REQUIRED TASK A: Rewrite the paragraph of the specification excerpt that begins "It was our intention" as a short bulleted list that keeps its main facts.
REQUIRED TASK B: In the entries, edit the stretch from the line containing "boulder. For each occurrence, report its box." through the line containing "[400,48,427,99]" so that "tall grass" becomes "dry grass", with everything else left as it is. Give only those lines.

QUOTED TEXT:

Cryptography is a specialized subject, requiring people with many different backgrounds to cooperate in its secure and efficient implementation. Where possible, we have written this specification to be understandable by all, though we recognize that the motivations and references to algorithms or other specifications and standards may be unfamiliar to those who are not domain experts.

This specification anticipates being read and acted on by various people with different backgrounds. We have tried to capture these backgrounds here, with a brief explanation of what we expect them to know, and how it relates to the specification. We hope this aids people’s understanding of which aspects of the specification are particularly relevant to them, and which they may (safely!) ignore or pass to a colleague.

These are by no means the only people concerned with the specification, but they are the ones we considered most while writing it.

RISC-V maintains a formal model of the ISA specification, implemented in the Sail ISA specification language cite:[sail]. Note that Sail refers to the specification language itself, and that there is a model of RISC-V, written using Sail.

It was our intention to include actual Sail code in this specification. However, the Vector Crypto Sail model needs the Vector Sail model as a basis on which to build. This Vector Cryptography extensions specification was completed before there was an approved RISC-V Vector Sail Model. Therefore, we don’t have any Sail code to include in the instruction descriptions. Instead we have included Sail-like pseudo code. While we have endeavored to adhere to Sail syntax, we have taken some liberties for the sake of simplicity where we believe that that our intent is clear to the reader.

For the sake of brevity, our pseudo code does not include the handling of masks or tail elements. We follow the undisturbed and agnostic policies for masks and tails as described in the RISC-V "V" Vector Extension specification. Furthermore, the code does not explicitly handle overlap and SEW constraints; these are, however, explicitly stated in the text.

In many cases the pseudo code includes calls to supporting functions which are too verbose to include directly in the specification. This supporting code is listed in Supporting Sail Code.

[Raw records]
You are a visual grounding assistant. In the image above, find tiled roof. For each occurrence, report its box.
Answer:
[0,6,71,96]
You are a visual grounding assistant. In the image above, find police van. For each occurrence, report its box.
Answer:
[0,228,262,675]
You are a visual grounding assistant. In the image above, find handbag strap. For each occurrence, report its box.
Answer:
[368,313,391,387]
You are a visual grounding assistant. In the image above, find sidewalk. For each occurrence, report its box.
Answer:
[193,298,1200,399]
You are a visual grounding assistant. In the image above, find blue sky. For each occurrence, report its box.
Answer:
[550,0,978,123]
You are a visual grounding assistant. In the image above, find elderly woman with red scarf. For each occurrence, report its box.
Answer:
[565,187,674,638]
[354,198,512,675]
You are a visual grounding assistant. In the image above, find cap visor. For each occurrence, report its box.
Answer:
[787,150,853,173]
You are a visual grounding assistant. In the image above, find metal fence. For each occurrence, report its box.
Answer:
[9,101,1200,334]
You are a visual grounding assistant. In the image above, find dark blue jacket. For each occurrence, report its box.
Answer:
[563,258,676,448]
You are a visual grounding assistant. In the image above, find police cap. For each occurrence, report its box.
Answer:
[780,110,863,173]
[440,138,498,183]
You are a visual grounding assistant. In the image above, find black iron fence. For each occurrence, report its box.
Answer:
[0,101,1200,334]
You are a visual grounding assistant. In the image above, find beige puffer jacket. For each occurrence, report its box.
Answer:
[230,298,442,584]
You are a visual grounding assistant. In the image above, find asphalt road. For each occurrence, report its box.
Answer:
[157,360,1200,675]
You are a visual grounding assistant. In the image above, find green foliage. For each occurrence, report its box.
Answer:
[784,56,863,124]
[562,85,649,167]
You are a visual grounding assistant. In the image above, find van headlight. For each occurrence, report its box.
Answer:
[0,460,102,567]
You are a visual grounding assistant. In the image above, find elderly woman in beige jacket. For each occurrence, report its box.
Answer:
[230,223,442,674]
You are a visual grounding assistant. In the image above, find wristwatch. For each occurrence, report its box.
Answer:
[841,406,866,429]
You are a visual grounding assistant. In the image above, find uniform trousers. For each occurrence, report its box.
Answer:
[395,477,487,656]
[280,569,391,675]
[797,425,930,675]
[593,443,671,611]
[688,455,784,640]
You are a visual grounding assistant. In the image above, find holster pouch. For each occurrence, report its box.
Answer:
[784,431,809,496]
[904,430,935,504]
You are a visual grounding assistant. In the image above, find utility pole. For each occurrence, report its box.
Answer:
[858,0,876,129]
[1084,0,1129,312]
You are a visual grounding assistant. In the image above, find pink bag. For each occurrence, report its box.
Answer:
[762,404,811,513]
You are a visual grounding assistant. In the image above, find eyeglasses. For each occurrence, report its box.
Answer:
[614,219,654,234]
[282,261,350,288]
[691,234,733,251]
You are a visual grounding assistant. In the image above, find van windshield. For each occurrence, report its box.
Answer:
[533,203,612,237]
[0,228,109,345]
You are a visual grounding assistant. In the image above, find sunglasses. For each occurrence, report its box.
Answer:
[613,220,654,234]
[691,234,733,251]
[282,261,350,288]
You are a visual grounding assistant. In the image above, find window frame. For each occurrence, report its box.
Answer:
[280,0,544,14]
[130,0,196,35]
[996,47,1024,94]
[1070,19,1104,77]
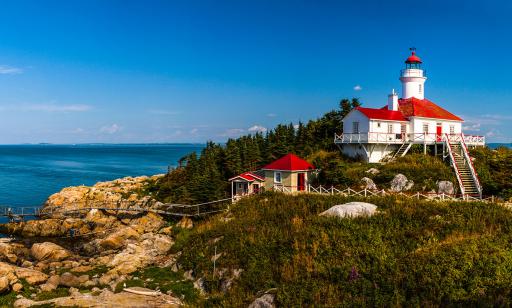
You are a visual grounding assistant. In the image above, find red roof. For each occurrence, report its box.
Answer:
[229,172,265,182]
[263,153,315,171]
[405,51,422,63]
[398,97,464,121]
[356,107,407,121]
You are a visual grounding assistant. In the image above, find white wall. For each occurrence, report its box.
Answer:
[400,69,427,99]
[342,144,400,163]
[370,120,410,134]
[343,110,370,134]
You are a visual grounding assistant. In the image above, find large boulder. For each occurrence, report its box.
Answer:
[361,177,377,190]
[320,202,377,218]
[0,242,18,263]
[390,173,414,192]
[249,293,276,308]
[99,227,140,250]
[30,242,71,261]
[437,181,455,195]
[0,277,10,294]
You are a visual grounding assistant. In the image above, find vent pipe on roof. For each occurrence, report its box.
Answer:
[388,89,398,111]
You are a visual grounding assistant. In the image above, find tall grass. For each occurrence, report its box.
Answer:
[179,193,512,307]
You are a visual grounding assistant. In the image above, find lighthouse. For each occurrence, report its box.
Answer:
[400,48,427,99]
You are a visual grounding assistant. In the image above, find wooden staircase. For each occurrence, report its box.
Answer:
[444,135,482,199]
[391,142,412,161]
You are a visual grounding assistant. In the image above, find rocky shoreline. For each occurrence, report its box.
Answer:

CORRECT RESULT A:
- The authors meant to include actual Sail code in the specification.
- The Vector Crypto Sail model needs the Vector Sail model as a basis to build on.
- The Vector Cryptography extensions specification was completed before there was an approved RISC-V Vector Sail Model.
- Therefore, the instruction descriptions contain no Sail code and use Sail-like pseudo code instead.
- The pseudo code tries to follow Sail syntax but takes some liberties for simplicity where the authors believe their intent is clear.

CORRECT RESULT B:
You are a visual grounding assistant. In the image above, find large boulder. For each occurrence, report its box.
Answer:
[361,177,377,190]
[320,202,377,218]
[0,242,18,263]
[390,173,414,192]
[249,293,276,308]
[99,227,140,250]
[30,242,71,261]
[437,181,455,195]
[0,277,10,294]
You are a visual grounding assistant. In the image above, find vent pipe on roof. For each occurrence, report its box.
Answer:
[388,89,398,111]
You are a visual grounding assistant. In the image above, find dry grass. For each occurrence, report its box.
Answer:
[179,193,512,307]
You are a visual grounding assistant. In the image above, find lighthouse. For each occurrence, report its box.
Answer:
[400,48,427,99]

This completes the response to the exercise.